Copy word for word everything from the line containing "the yellow high-visibility" down to the end of the records below, including both of those ends.

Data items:

◇ ◇ ◇ ◇ ◇ ◇ ◇

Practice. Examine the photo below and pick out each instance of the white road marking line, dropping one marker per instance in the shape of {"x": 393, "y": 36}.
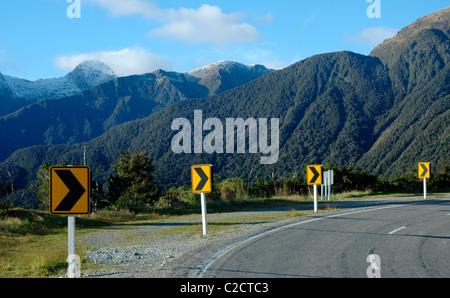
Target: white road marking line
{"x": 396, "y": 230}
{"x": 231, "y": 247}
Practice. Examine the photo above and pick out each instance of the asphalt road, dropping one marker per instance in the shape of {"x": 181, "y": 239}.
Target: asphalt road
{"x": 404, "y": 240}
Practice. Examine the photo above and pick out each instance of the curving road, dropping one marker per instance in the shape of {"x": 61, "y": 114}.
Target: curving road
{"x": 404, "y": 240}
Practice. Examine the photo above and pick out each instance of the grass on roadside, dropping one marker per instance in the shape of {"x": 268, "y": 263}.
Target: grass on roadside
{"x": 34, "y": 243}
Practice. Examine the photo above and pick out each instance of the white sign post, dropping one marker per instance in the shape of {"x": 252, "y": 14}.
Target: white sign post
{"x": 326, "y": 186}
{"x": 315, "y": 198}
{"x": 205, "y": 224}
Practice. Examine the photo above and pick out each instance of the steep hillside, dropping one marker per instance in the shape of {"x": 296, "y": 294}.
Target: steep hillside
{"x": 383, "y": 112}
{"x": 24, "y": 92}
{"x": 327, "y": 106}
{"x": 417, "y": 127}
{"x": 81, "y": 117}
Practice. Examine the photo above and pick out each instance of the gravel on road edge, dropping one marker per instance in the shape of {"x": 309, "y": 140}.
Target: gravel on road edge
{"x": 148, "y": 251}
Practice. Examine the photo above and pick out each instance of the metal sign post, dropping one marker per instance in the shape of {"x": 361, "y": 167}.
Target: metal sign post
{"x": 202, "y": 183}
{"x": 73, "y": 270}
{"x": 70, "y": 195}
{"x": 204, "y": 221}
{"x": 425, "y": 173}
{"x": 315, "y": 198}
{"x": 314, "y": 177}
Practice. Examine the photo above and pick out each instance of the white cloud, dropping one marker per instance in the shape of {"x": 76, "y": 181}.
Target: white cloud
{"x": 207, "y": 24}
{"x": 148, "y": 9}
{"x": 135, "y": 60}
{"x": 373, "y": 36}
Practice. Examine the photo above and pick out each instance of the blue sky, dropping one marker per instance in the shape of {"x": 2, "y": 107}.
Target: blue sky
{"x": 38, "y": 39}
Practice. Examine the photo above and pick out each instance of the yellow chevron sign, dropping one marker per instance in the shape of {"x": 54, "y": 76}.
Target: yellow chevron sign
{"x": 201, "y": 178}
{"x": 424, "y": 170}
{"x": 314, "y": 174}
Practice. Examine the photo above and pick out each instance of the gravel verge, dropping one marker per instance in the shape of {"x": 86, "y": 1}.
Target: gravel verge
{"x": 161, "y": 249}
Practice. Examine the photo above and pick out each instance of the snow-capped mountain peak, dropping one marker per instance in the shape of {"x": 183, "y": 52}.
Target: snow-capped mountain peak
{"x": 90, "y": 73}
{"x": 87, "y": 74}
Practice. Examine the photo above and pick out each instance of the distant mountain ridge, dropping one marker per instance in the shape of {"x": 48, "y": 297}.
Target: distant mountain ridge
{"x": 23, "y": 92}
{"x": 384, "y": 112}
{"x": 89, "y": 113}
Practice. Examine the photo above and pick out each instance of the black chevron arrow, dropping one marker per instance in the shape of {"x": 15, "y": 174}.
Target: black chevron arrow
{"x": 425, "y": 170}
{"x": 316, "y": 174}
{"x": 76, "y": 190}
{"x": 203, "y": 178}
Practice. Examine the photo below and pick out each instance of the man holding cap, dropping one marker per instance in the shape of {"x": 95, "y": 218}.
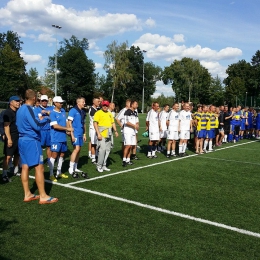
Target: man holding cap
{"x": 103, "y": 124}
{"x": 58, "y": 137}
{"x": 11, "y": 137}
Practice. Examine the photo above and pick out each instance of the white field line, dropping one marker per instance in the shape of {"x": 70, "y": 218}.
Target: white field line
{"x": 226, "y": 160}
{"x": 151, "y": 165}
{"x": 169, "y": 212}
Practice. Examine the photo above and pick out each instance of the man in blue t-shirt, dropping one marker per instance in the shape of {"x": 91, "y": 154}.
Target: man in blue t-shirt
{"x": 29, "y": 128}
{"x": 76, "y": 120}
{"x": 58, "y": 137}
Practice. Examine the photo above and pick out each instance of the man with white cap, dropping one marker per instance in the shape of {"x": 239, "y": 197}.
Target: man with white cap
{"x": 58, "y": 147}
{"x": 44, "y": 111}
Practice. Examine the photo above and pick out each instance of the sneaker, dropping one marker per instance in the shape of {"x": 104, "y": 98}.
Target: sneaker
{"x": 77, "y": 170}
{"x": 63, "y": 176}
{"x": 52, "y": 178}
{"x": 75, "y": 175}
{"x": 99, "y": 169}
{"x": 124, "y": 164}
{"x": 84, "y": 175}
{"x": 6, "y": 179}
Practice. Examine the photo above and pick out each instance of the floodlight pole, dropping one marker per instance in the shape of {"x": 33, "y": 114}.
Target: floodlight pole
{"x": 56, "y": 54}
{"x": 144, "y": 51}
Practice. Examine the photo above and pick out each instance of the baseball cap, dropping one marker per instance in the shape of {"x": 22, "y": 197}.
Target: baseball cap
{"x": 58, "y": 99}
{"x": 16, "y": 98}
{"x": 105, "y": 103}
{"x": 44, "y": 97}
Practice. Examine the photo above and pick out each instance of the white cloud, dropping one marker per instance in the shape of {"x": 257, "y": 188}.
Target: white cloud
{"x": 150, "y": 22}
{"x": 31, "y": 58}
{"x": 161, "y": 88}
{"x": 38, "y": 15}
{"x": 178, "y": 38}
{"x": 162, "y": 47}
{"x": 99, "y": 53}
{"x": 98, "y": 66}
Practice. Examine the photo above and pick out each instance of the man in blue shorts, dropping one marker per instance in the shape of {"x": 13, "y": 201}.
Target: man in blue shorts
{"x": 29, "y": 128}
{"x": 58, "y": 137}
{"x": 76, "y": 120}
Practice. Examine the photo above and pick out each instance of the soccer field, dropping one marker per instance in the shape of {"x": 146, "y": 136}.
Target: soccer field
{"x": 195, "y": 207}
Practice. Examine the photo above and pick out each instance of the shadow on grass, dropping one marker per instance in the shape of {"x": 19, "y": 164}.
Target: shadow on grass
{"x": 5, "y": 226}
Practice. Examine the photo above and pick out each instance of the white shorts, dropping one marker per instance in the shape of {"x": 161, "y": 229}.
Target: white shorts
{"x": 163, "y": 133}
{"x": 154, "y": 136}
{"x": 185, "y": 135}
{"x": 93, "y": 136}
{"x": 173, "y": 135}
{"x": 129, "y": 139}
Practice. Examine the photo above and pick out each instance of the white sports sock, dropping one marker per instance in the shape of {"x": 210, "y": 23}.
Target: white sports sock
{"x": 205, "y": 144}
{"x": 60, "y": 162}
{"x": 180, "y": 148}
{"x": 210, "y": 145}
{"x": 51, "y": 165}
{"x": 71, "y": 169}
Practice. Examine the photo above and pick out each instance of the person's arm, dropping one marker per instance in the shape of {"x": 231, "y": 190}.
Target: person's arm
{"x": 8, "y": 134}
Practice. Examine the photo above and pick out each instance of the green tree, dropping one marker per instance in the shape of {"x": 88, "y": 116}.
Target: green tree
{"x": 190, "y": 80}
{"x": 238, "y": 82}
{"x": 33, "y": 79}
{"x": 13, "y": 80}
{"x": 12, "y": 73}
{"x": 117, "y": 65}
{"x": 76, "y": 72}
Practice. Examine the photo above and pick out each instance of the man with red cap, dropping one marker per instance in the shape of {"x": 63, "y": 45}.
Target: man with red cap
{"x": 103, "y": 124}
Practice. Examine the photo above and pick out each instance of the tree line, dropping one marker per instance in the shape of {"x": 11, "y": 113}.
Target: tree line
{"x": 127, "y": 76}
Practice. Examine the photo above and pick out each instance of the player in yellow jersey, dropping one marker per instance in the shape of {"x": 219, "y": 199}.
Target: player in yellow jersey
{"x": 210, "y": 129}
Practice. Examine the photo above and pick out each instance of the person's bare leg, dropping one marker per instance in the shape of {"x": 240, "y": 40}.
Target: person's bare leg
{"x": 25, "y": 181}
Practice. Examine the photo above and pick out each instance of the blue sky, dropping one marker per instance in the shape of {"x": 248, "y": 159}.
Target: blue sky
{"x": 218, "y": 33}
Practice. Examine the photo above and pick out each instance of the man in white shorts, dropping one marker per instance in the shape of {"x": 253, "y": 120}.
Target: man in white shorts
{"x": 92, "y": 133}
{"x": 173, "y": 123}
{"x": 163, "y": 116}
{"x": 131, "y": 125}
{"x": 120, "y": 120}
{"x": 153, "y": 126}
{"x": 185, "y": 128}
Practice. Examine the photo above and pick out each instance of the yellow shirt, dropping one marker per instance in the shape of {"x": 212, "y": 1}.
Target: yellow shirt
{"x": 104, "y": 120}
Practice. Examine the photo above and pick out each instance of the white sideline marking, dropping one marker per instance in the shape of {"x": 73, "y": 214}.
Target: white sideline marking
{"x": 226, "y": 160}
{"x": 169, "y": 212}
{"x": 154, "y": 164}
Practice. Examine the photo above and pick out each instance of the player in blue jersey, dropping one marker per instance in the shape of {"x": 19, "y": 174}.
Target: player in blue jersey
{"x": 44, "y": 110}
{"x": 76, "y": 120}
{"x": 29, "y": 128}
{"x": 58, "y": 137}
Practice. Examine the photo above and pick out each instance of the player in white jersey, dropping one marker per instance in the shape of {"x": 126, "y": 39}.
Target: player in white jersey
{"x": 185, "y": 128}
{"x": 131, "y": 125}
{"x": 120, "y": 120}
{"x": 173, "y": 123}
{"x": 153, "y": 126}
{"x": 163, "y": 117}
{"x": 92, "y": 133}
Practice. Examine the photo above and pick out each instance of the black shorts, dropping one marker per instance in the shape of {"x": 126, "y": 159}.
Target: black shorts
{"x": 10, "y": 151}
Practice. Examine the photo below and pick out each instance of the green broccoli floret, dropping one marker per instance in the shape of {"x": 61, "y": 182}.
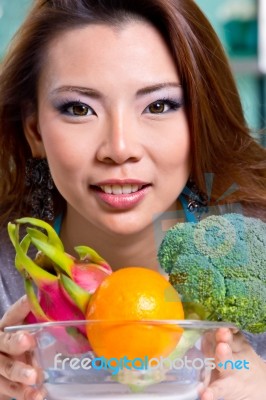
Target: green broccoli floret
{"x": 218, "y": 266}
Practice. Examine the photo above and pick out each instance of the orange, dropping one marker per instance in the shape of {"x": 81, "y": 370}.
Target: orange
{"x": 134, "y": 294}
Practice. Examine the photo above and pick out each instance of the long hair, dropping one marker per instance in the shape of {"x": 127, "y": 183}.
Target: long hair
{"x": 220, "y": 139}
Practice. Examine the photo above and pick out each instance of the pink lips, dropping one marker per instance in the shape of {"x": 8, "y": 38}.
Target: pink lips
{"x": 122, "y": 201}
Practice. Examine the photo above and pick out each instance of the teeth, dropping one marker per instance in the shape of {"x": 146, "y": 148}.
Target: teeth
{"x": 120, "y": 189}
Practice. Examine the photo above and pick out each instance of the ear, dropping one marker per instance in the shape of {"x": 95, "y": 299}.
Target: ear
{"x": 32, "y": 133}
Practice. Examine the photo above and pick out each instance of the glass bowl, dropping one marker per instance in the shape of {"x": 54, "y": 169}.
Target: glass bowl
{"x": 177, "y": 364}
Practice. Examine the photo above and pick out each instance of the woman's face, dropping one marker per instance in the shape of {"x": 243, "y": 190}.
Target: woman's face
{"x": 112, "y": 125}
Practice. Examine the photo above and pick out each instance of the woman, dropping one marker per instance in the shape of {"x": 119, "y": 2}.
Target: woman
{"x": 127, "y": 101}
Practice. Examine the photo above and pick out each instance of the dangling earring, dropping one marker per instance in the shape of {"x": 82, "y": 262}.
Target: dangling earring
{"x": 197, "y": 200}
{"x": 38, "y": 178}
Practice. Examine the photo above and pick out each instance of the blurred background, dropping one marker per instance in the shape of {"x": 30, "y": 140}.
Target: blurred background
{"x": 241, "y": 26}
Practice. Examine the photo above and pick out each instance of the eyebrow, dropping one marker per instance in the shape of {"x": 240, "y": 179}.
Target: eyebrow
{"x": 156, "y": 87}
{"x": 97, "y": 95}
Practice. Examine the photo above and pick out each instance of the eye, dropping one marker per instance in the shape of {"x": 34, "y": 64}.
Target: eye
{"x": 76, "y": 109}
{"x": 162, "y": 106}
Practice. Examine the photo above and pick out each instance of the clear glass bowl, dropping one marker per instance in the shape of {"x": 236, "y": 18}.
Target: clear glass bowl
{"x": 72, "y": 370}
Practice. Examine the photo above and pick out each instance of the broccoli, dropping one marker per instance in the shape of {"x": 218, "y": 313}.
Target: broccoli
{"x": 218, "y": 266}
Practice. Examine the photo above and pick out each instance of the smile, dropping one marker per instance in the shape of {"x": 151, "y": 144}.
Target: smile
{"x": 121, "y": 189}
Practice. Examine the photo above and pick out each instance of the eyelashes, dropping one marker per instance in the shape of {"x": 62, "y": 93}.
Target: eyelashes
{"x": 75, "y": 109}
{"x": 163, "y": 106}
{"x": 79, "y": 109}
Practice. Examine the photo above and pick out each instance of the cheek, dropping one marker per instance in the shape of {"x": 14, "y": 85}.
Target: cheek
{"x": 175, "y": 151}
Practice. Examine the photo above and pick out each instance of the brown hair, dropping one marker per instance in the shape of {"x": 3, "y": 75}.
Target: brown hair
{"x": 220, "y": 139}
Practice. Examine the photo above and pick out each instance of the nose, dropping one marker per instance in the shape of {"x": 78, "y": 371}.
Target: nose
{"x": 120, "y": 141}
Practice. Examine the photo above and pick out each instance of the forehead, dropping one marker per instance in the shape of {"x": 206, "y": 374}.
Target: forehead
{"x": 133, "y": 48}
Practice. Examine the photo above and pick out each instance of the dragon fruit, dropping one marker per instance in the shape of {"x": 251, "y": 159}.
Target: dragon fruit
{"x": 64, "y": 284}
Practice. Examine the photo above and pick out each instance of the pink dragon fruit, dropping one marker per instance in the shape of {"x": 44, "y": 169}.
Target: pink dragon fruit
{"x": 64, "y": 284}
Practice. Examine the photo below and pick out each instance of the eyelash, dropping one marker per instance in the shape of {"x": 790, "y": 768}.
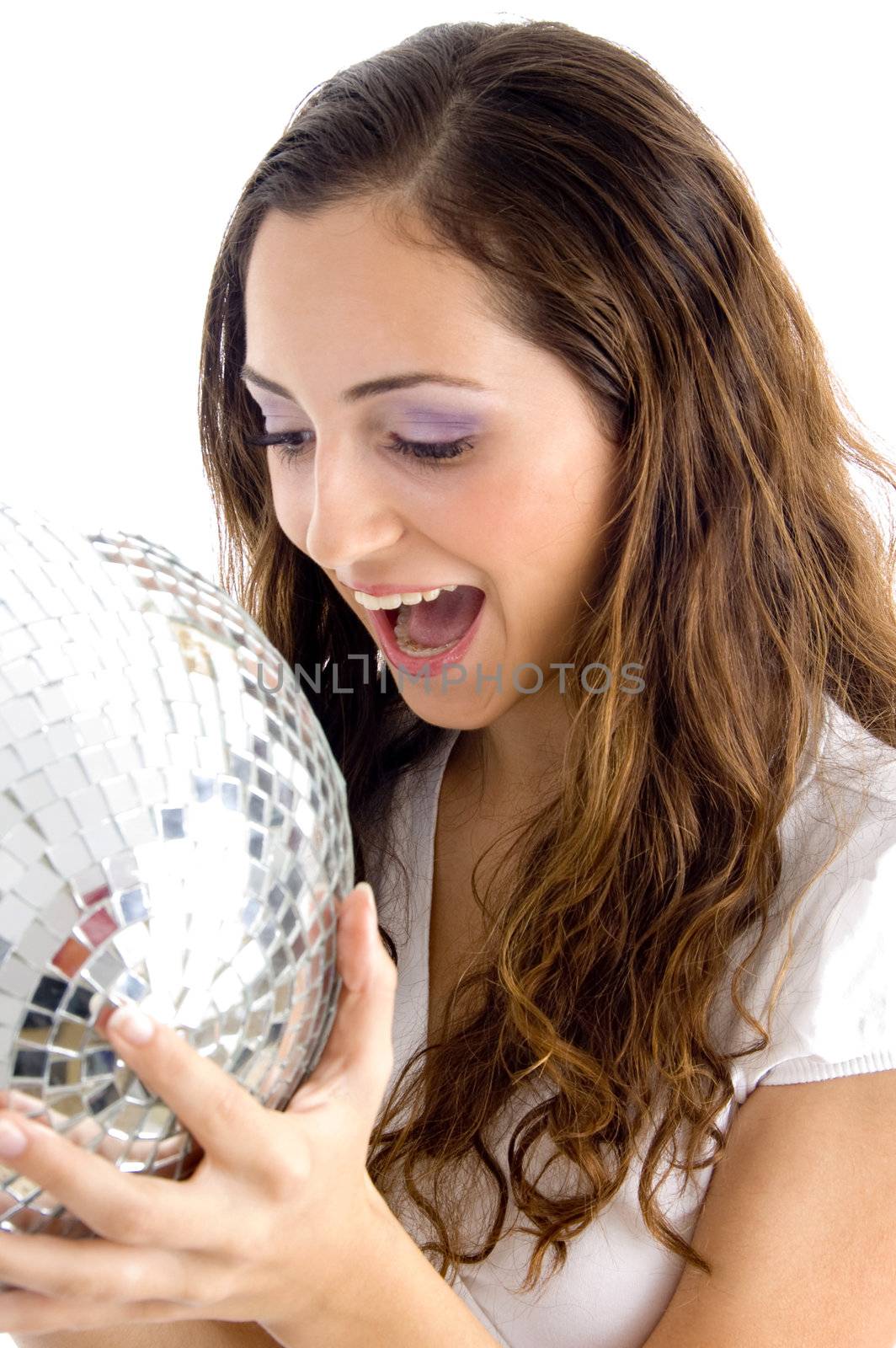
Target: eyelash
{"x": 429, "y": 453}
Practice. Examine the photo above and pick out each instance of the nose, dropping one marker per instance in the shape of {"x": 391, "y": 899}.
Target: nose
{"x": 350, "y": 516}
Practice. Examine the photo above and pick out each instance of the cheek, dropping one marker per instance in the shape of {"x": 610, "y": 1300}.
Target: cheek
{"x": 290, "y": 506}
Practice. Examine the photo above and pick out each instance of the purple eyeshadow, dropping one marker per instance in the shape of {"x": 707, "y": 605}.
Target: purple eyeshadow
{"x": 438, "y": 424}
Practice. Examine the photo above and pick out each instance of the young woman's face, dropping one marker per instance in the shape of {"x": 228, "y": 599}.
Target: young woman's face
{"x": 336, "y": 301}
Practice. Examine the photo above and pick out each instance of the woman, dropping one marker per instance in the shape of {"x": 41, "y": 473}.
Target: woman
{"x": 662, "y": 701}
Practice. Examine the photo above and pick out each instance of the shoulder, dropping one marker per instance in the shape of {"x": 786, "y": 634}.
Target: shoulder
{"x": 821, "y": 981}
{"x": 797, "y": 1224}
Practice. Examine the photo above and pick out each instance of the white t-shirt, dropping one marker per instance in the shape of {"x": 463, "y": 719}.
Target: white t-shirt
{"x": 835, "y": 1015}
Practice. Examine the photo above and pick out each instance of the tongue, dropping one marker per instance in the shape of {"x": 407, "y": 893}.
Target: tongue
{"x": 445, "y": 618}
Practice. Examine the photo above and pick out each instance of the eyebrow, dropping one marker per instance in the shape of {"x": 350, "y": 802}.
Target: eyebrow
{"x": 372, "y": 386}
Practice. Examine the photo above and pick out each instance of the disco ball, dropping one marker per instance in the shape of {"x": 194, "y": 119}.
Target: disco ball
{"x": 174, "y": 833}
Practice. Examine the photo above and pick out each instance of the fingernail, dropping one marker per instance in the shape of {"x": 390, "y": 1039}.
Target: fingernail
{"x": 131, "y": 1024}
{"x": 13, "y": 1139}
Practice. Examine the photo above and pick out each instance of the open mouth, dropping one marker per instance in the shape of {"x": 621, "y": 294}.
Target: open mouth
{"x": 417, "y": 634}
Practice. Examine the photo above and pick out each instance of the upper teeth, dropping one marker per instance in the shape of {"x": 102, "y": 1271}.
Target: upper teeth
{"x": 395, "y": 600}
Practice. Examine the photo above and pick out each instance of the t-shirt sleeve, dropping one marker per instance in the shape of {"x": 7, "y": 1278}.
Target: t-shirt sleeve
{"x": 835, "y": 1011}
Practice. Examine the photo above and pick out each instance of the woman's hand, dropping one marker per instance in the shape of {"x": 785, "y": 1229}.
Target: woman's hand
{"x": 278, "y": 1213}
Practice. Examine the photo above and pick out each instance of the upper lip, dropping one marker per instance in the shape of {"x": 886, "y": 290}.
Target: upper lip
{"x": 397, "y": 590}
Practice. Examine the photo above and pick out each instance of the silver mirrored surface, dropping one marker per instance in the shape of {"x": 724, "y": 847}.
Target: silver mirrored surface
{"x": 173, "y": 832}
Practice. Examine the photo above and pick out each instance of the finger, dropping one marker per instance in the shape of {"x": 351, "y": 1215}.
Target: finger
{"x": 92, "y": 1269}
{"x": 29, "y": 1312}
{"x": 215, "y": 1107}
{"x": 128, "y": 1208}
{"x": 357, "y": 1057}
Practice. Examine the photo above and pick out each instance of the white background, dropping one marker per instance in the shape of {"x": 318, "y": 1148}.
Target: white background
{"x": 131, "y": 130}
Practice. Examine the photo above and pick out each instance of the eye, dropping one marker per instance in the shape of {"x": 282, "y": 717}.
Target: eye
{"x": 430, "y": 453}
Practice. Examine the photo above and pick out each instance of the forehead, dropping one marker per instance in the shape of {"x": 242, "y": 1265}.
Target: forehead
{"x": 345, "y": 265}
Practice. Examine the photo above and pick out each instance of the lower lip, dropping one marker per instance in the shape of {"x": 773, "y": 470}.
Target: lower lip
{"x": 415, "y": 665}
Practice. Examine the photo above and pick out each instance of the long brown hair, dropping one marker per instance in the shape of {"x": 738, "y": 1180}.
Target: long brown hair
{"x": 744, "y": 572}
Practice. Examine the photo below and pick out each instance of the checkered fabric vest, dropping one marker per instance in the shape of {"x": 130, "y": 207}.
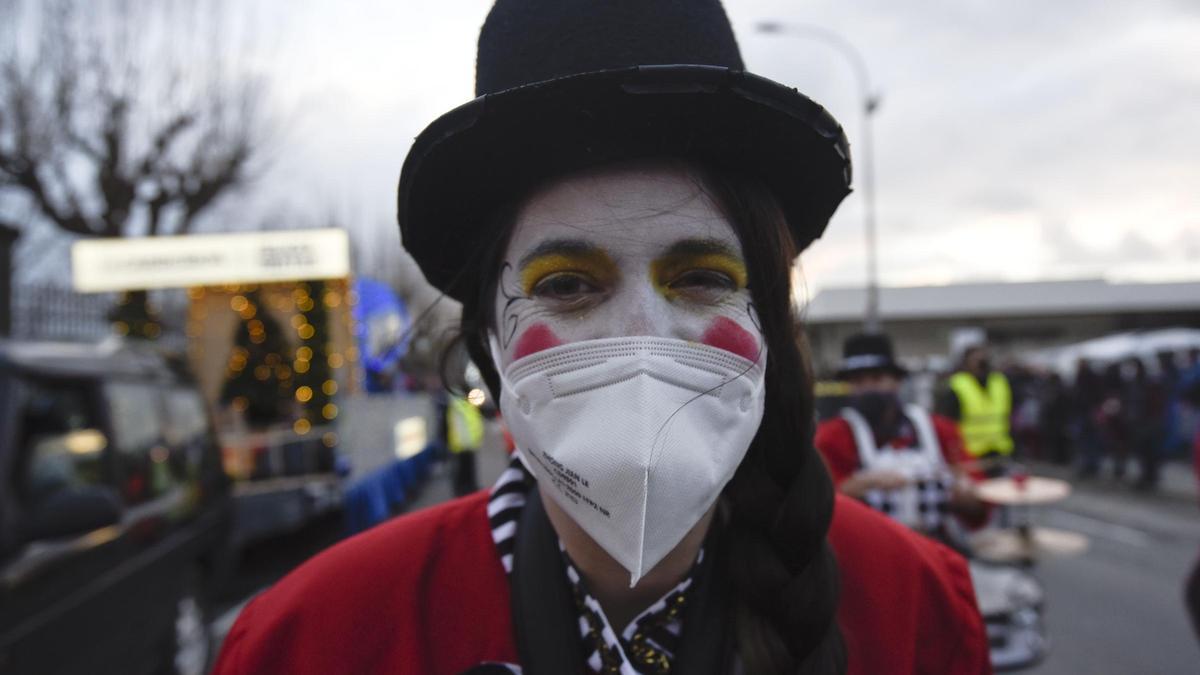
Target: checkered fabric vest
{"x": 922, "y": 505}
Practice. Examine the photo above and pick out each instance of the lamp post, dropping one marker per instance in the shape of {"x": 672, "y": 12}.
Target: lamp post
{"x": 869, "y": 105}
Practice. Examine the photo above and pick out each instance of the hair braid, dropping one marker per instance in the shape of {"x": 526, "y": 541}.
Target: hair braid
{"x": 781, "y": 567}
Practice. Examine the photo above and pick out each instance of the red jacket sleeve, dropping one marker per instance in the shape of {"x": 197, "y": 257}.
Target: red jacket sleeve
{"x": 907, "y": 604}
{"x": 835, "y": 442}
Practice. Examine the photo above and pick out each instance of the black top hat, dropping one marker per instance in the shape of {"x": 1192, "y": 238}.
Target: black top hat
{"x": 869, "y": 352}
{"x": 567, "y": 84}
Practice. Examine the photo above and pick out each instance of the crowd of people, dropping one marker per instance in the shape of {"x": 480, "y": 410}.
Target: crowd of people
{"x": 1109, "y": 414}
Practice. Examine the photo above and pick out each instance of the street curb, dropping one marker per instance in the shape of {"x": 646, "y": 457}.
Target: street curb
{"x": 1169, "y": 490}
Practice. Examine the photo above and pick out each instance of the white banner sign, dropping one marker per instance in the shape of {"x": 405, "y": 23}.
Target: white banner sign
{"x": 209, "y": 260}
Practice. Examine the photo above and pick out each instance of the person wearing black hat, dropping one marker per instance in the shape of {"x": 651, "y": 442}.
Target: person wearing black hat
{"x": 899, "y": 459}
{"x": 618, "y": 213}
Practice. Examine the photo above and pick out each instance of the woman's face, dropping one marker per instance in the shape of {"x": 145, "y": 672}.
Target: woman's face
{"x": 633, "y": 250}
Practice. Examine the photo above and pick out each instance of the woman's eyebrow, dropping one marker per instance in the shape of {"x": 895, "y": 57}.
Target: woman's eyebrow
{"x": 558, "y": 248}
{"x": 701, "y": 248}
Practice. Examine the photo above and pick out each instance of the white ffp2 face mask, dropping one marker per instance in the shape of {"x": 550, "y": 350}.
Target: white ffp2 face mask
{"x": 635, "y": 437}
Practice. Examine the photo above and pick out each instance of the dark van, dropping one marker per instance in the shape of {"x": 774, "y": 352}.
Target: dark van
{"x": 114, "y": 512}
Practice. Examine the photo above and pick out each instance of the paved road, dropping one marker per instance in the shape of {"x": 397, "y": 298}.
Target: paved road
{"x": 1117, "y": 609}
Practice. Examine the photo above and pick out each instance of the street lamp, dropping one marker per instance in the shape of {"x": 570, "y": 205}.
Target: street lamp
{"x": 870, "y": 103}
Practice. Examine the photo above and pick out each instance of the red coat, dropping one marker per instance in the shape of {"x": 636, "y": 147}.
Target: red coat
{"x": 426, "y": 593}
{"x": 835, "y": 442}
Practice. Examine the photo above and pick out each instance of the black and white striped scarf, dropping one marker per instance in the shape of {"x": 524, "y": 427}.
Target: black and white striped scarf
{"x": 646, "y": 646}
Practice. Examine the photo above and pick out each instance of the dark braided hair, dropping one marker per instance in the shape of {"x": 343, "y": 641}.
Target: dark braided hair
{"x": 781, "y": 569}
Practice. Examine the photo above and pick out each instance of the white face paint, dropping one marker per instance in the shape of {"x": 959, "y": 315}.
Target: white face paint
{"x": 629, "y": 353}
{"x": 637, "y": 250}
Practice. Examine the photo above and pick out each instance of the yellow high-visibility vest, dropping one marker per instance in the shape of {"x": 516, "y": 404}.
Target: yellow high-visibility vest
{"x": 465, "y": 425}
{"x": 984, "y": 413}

◇ ◇ ◇ ◇ ◇ ◇ ◇

▶ **Response to this exercise**
Practice. Examine the photo above and pick out each instance of the yellow high-visibility vest, dropping one marker per instance in the shape of {"x": 516, "y": 404}.
Target: yellow high-visibility vest
{"x": 465, "y": 425}
{"x": 984, "y": 413}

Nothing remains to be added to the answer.